Western blotting: 40 years on
With the well-known technique reaching a big birthday milestone, is the western blot still going strong, or has it reached a midlife crisis?
While some say life begins at 40, that’s certainly not true for the western blot technique, which has been incredibly fruitful over its 40-year lifespan thus far.
While the parents of the technique are slightly disputed, its ‘birth’ year is clear – 1979, when both the groups of George Stark and Harry Towbin published similar approaches 2 months apart. Simultaneously, W. Neal Burnette was developing the technique at the Fred Hutchinson Cancer Research Center (WA, USA). It is this west coast location as well as a pun on Southern blotting that led to the technique’s name. Burnette’s paper was initially rejected for being too pedestrian, but was eventually published in 1981.

» Given information:
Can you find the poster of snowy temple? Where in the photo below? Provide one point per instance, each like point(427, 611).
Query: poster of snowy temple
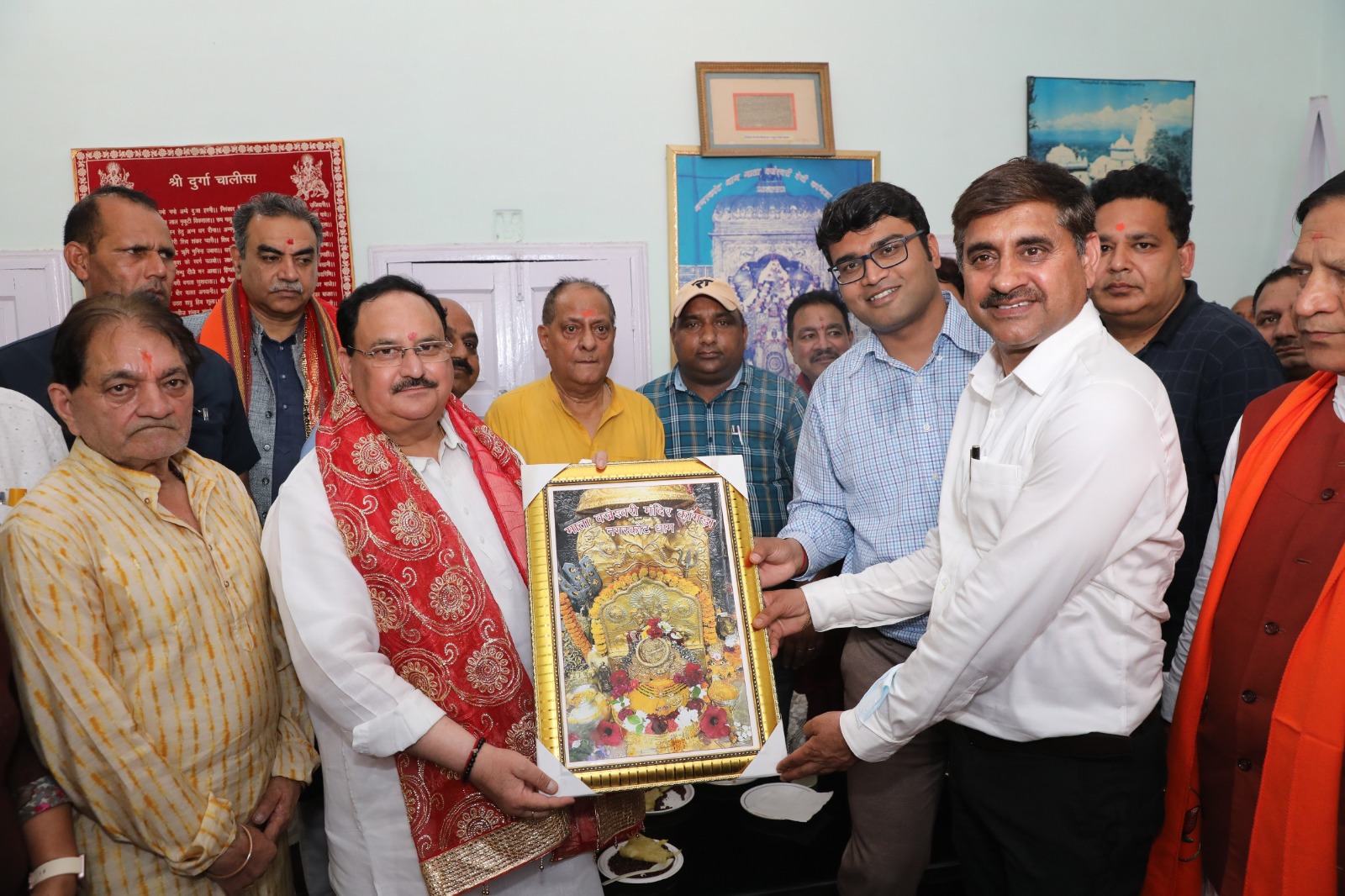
point(1093, 127)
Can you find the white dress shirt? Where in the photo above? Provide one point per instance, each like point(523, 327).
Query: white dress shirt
point(363, 712)
point(30, 445)
point(1172, 678)
point(1044, 579)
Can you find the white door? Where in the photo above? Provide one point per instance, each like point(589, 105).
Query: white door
point(34, 293)
point(475, 288)
point(504, 288)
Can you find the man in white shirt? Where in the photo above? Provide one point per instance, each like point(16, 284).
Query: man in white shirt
point(396, 551)
point(1044, 579)
point(1254, 693)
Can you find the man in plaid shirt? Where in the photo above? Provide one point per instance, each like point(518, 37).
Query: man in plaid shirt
point(715, 403)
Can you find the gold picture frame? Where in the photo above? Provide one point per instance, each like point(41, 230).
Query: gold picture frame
point(764, 108)
point(646, 665)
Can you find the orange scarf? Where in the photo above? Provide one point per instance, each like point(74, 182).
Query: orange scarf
point(443, 631)
point(228, 329)
point(1295, 831)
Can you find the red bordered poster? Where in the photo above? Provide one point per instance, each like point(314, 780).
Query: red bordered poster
point(198, 188)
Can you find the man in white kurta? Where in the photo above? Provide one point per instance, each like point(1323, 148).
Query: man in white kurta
point(363, 712)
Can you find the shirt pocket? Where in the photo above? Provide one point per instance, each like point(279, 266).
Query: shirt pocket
point(992, 493)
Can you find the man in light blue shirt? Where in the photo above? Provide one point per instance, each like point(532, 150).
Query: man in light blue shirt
point(867, 490)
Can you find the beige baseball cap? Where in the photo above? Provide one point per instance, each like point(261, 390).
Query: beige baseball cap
point(717, 289)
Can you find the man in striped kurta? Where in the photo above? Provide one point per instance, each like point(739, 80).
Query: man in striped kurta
point(151, 660)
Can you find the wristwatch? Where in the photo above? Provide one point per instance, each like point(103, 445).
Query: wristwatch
point(57, 867)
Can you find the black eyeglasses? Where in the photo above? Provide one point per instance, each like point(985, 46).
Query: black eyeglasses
point(889, 255)
point(392, 356)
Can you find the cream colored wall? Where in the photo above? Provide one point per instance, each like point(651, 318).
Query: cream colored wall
point(451, 111)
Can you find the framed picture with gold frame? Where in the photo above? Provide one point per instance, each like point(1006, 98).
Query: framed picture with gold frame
point(646, 665)
point(764, 108)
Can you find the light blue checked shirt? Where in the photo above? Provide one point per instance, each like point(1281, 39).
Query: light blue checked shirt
point(871, 456)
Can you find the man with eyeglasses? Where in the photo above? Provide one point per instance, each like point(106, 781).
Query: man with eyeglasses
point(1044, 577)
point(867, 492)
point(397, 557)
point(276, 335)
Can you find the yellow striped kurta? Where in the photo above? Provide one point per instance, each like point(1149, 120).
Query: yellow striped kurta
point(152, 667)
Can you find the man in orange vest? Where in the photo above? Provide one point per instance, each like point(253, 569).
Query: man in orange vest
point(1259, 721)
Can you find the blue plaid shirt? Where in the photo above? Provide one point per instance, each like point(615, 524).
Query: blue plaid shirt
point(759, 416)
point(872, 454)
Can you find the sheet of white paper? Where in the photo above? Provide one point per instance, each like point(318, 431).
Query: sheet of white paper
point(730, 467)
point(771, 754)
point(535, 478)
point(564, 777)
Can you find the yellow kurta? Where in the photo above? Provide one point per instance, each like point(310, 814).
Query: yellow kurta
point(152, 667)
point(533, 420)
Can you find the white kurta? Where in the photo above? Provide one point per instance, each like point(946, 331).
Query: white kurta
point(362, 710)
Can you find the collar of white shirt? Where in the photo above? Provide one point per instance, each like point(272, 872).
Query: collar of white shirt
point(1042, 363)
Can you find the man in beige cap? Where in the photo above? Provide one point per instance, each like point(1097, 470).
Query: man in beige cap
point(713, 403)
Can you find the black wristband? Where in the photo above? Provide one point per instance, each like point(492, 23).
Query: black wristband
point(471, 761)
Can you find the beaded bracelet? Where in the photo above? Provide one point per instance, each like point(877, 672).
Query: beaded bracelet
point(471, 762)
point(237, 871)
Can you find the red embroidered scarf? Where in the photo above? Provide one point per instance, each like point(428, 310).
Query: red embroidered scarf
point(1293, 845)
point(228, 329)
point(443, 631)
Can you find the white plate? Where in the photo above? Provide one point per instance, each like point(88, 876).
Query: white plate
point(762, 799)
point(669, 868)
point(674, 801)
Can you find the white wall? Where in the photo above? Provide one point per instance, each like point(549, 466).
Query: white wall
point(451, 111)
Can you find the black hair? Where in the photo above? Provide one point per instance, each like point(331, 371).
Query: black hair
point(1147, 182)
point(861, 208)
point(84, 221)
point(347, 315)
point(1333, 188)
point(89, 318)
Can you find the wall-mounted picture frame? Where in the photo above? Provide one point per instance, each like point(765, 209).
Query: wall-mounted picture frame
point(647, 669)
point(752, 222)
point(764, 108)
point(1093, 127)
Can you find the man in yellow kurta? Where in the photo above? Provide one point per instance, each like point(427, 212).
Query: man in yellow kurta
point(151, 660)
point(578, 410)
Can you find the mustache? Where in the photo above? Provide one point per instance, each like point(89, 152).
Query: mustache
point(995, 299)
point(414, 382)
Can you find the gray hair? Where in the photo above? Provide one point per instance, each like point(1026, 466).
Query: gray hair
point(549, 303)
point(272, 205)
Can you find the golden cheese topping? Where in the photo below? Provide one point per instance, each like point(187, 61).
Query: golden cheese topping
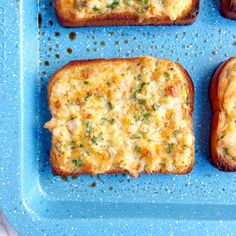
point(142, 8)
point(126, 115)
point(227, 119)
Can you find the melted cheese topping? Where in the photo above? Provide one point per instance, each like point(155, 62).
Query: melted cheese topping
point(143, 8)
point(127, 115)
point(227, 118)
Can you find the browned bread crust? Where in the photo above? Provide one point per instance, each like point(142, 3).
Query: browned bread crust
point(116, 19)
point(228, 9)
point(88, 170)
point(218, 161)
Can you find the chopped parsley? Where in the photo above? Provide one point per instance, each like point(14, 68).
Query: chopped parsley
point(136, 136)
point(187, 101)
point(78, 4)
point(137, 149)
point(72, 144)
point(110, 121)
point(86, 82)
point(113, 5)
point(94, 140)
point(96, 8)
point(89, 94)
point(88, 128)
point(110, 105)
point(77, 164)
point(167, 76)
point(156, 106)
point(146, 116)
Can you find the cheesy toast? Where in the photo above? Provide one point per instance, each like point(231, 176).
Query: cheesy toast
point(121, 116)
point(223, 130)
point(75, 13)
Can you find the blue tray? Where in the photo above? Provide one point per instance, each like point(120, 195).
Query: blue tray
point(36, 202)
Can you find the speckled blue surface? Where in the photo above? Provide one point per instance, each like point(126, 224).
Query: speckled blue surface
point(36, 202)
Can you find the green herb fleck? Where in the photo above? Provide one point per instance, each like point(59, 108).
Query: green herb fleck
point(167, 76)
point(94, 140)
point(146, 115)
point(225, 151)
point(187, 101)
point(86, 82)
point(137, 149)
point(156, 106)
point(72, 144)
point(77, 164)
point(96, 8)
point(113, 5)
point(88, 128)
point(78, 4)
point(110, 105)
point(89, 94)
point(110, 121)
point(169, 147)
point(136, 136)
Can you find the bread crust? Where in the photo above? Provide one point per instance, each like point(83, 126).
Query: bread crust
point(87, 170)
point(228, 9)
point(116, 19)
point(219, 161)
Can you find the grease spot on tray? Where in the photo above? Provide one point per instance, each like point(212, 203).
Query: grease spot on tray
point(69, 50)
point(72, 36)
point(40, 19)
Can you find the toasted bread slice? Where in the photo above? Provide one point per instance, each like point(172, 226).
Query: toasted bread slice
point(75, 13)
point(223, 129)
point(121, 116)
point(228, 9)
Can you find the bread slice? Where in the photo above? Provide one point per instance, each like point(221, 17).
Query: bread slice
point(223, 129)
point(121, 116)
point(75, 13)
point(228, 8)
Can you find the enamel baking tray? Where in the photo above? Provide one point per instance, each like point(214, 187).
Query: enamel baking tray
point(32, 47)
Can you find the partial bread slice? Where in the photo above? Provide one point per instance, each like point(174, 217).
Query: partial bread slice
point(121, 116)
point(228, 9)
point(75, 13)
point(223, 128)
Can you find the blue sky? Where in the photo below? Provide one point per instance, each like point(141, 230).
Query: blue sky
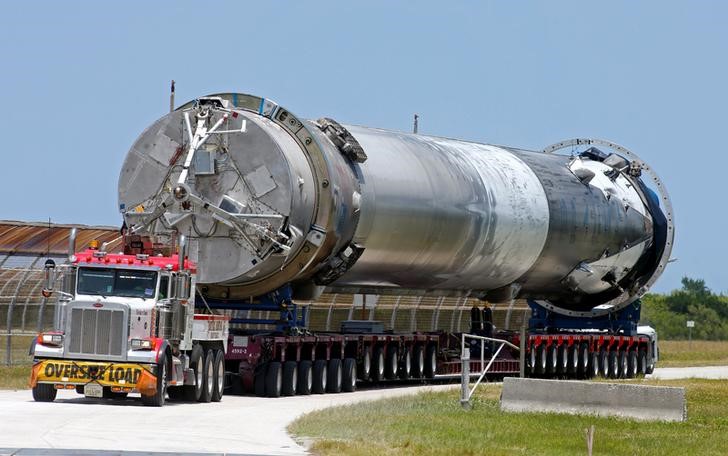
point(80, 81)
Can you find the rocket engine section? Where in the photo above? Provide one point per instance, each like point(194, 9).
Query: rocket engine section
point(269, 199)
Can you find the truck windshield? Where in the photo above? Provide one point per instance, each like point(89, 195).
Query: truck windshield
point(130, 283)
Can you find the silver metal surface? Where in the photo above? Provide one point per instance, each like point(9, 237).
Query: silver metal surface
point(362, 210)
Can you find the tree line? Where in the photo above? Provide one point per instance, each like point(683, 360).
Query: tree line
point(669, 313)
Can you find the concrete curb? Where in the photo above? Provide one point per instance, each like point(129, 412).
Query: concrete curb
point(647, 403)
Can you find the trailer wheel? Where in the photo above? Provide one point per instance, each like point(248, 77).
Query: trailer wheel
point(157, 399)
point(431, 361)
point(594, 365)
point(366, 365)
point(218, 376)
point(335, 376)
point(642, 363)
point(563, 360)
point(377, 372)
point(320, 374)
point(259, 379)
point(44, 392)
point(349, 375)
point(604, 363)
point(290, 378)
point(197, 360)
point(208, 376)
point(418, 361)
point(390, 371)
point(613, 364)
point(305, 378)
point(632, 372)
point(541, 359)
point(553, 359)
point(405, 366)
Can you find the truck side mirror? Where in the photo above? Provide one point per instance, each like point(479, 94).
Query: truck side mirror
point(183, 286)
point(49, 279)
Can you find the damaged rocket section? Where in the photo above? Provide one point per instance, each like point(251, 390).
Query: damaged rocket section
point(269, 199)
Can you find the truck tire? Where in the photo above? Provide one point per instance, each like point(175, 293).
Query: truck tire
point(418, 361)
point(197, 364)
point(553, 360)
point(377, 372)
point(273, 379)
point(574, 359)
point(563, 360)
point(430, 361)
point(613, 364)
point(259, 379)
point(335, 376)
point(642, 363)
point(44, 392)
point(594, 365)
point(157, 399)
point(208, 376)
point(320, 374)
point(305, 378)
point(632, 371)
point(365, 367)
point(290, 378)
point(604, 363)
point(392, 364)
point(405, 365)
point(218, 378)
point(348, 384)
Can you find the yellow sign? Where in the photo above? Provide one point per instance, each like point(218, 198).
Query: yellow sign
point(107, 374)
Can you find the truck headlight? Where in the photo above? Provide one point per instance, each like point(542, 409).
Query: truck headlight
point(54, 339)
point(142, 344)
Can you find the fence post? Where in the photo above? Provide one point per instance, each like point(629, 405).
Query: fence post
point(465, 379)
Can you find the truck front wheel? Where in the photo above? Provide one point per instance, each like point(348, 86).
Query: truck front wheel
point(43, 392)
point(157, 399)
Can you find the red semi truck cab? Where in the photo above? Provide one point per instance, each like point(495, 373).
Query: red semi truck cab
point(125, 323)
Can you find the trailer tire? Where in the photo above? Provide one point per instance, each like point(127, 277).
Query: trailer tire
point(418, 361)
point(305, 378)
point(632, 372)
point(157, 399)
point(431, 361)
point(366, 365)
point(642, 363)
point(405, 365)
point(604, 363)
point(613, 364)
point(594, 365)
point(259, 380)
point(44, 392)
point(392, 365)
point(197, 361)
point(218, 376)
point(335, 376)
point(377, 372)
point(320, 374)
point(348, 384)
point(273, 379)
point(208, 373)
point(290, 378)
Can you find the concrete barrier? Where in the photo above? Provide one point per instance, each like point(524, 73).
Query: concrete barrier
point(650, 403)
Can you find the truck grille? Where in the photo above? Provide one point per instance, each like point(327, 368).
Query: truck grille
point(96, 331)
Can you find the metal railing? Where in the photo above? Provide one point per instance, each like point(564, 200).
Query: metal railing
point(465, 391)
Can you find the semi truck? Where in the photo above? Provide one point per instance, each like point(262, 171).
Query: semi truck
point(274, 210)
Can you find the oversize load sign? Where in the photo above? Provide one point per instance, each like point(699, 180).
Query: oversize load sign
point(108, 374)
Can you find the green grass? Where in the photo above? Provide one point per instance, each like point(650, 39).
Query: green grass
point(434, 423)
point(681, 353)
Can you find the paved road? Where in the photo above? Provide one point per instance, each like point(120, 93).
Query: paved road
point(240, 425)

» Explore the material:
a. According to the western blotting text, why was Burnette's paper initially rejected?
b. Translate the following sentence from the western blotting text into Spanish: "Burnette’s paper was initially rejected for being too pedestrian, but was eventually published in 1981."

» Solutions to the exercise:
a. It was initially rejected for being too pedestrian.

b. El artículo de Burnette fue rechazado inicialmente por ser demasiado corriente, pero finalmente se publicó en 1981.